Records from an annotation dataset
[start]
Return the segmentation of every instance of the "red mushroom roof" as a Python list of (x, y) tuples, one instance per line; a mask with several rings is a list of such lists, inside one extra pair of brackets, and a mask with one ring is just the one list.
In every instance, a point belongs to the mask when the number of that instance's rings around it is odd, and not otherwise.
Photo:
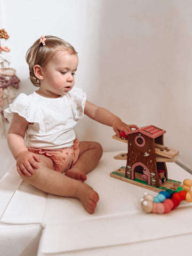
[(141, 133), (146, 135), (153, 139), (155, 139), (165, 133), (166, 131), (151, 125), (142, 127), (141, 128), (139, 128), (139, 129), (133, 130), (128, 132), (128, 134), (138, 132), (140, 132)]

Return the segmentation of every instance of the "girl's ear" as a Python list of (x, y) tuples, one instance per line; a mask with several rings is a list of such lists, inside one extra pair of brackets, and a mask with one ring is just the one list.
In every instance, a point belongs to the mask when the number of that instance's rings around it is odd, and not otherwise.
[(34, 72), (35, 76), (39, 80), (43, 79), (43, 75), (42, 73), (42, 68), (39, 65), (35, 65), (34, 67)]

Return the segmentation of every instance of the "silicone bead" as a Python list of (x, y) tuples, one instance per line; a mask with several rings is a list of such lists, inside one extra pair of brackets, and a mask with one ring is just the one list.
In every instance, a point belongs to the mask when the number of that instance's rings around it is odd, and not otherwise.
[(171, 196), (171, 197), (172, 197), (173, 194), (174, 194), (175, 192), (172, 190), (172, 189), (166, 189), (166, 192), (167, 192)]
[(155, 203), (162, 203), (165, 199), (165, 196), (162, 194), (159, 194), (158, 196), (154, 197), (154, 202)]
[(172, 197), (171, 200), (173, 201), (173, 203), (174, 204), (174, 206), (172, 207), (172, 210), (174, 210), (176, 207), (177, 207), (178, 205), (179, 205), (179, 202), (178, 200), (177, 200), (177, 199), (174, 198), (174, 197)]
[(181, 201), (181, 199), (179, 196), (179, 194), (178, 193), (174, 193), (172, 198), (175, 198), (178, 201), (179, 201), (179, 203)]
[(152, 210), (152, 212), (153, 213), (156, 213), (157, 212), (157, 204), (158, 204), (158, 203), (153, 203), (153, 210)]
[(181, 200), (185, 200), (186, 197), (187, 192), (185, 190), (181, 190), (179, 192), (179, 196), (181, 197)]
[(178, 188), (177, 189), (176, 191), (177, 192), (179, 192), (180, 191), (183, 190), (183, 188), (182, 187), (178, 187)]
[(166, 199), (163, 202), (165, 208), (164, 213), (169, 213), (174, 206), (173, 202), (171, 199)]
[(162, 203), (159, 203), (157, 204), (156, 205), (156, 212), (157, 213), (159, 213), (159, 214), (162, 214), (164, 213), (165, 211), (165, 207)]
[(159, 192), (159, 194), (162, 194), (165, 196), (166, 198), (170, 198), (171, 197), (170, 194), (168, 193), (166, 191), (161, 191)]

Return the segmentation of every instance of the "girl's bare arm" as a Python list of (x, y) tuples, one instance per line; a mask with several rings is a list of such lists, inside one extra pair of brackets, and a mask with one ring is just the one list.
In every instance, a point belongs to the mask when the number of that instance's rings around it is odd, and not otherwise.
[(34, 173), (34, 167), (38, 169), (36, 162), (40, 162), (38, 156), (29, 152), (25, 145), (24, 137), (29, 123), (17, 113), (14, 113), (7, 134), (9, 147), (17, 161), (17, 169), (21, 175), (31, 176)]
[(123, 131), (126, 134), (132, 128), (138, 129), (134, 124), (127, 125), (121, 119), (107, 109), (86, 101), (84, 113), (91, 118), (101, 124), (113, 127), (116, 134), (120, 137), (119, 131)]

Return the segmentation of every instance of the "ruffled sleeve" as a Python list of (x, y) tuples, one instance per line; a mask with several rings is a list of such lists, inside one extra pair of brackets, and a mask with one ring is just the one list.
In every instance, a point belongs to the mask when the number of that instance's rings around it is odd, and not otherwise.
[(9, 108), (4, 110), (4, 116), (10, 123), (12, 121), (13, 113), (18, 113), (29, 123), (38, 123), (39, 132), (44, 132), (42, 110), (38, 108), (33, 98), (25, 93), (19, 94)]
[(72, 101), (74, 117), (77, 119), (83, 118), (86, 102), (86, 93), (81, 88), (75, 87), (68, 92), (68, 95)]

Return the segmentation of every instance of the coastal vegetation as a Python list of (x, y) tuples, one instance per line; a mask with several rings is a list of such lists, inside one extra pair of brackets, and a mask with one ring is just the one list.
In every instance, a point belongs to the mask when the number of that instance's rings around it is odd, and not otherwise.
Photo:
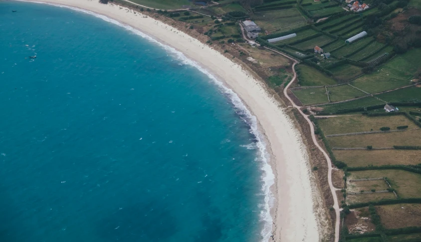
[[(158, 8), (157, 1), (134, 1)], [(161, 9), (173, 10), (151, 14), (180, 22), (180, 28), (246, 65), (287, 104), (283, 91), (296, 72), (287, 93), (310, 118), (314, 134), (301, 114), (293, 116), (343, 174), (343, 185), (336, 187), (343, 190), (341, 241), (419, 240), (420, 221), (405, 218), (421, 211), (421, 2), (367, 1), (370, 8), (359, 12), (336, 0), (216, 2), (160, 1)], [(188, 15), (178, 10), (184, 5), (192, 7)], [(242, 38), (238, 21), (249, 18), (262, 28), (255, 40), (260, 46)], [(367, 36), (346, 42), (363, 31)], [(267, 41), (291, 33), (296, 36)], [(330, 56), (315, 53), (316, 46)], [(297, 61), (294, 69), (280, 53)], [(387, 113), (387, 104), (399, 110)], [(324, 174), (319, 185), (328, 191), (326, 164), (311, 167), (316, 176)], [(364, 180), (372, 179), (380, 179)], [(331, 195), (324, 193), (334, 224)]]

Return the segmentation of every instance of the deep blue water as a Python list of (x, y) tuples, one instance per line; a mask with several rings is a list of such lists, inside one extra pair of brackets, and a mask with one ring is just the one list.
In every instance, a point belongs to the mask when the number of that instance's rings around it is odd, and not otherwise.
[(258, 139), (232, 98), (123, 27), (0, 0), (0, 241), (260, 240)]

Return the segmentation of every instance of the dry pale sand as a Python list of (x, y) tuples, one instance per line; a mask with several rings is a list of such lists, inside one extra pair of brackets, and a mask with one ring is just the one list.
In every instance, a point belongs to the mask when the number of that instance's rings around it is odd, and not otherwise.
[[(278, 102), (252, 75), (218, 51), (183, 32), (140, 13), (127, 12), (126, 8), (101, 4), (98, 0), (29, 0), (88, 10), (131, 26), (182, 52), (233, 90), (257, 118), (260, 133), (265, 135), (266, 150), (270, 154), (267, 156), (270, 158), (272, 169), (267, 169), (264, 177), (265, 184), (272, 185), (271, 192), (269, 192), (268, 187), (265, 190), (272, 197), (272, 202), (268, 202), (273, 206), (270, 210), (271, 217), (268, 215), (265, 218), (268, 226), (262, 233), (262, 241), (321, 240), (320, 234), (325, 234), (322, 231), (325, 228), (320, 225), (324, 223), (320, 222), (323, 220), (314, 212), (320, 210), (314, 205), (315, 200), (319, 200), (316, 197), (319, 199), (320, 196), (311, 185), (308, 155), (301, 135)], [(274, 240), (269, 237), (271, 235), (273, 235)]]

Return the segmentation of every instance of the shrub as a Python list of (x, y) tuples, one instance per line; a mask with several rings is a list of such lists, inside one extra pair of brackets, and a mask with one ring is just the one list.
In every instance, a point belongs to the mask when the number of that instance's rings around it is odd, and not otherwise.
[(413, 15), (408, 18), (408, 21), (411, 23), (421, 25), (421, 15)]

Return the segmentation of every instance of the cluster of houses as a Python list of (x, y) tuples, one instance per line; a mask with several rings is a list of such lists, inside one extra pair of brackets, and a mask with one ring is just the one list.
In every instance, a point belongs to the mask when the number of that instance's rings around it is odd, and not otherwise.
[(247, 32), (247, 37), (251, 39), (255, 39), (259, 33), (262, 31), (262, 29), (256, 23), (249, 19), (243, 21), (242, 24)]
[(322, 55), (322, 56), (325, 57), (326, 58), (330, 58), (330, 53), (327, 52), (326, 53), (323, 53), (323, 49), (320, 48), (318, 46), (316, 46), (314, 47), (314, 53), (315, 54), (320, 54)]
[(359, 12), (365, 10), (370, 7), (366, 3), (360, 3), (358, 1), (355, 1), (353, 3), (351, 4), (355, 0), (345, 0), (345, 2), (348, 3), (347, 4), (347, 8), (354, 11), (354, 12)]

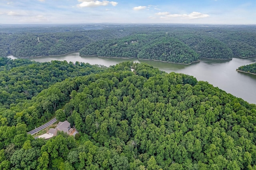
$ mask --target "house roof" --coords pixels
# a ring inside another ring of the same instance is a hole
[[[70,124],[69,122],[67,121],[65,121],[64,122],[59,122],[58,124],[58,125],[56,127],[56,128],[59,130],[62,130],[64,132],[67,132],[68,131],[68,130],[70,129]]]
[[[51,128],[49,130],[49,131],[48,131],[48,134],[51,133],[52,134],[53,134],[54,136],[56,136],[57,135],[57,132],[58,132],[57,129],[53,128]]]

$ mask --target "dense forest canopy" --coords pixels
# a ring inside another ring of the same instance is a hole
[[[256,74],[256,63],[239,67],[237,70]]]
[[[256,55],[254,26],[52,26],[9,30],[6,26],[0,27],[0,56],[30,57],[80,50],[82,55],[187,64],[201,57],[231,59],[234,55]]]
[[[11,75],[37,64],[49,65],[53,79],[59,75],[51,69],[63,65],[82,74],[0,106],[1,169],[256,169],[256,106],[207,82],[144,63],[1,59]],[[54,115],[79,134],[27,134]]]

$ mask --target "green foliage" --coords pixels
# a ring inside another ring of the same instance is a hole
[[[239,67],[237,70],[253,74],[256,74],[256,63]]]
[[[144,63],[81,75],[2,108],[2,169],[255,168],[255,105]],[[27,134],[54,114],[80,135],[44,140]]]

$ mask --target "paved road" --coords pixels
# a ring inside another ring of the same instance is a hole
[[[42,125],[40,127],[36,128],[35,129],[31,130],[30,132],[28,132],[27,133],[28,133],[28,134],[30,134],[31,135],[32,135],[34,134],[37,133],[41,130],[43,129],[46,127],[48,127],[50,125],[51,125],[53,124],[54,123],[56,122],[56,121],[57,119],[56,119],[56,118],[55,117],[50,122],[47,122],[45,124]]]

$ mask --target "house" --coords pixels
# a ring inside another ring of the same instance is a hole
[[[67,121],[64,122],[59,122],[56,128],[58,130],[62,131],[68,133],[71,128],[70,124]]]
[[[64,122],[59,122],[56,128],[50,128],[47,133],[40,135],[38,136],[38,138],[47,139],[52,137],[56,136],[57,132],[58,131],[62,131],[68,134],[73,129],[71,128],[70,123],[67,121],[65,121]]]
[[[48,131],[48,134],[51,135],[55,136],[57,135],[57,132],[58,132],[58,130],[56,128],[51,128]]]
[end]
◆ PROBLEM TO WORK ON ◆
Output the data above, from its start through the line holding "65), (34, 67)]", inclusive, as a two-column CSV with columns input and output. Each entry gets one row with its text and answer in separately quoted fields, line breaks are replaced by spaces, and the picture is omitted.

◆ FULL RESPONSE ◆
input,output
"Return the segmentation of every instance of the ""red mushroom roof"" as a Python list of (x, y) tuples, one instance per line; a mask with several rings is a list of such lists, inside one extra pair of brackets, and a mask with one ring is just the one list. In every instance, a point belongs to the mask when the number of that instance's rings around it is odd, and not otherwise. Photo:","[(141, 133), (146, 135), (153, 139), (155, 139), (165, 133), (166, 131), (151, 125), (142, 127), (141, 128), (139, 128), (139, 129), (133, 130), (128, 132), (128, 134), (138, 132), (140, 132)]"
"Return the segmentation of every instance of the ""girl's ear"" as a Python list of (x, y) tuples, one instance per line; a mask with several rings is a list of such lists, inside one extra pair of brackets, and a mask with one ring is just the one list. In every instance, a point belongs to the mask when the number of that instance's rings around it is odd, and not otherwise.","[(34, 72), (35, 76), (39, 80), (43, 79), (43, 75), (42, 73), (42, 68), (39, 65), (35, 65), (34, 67)]"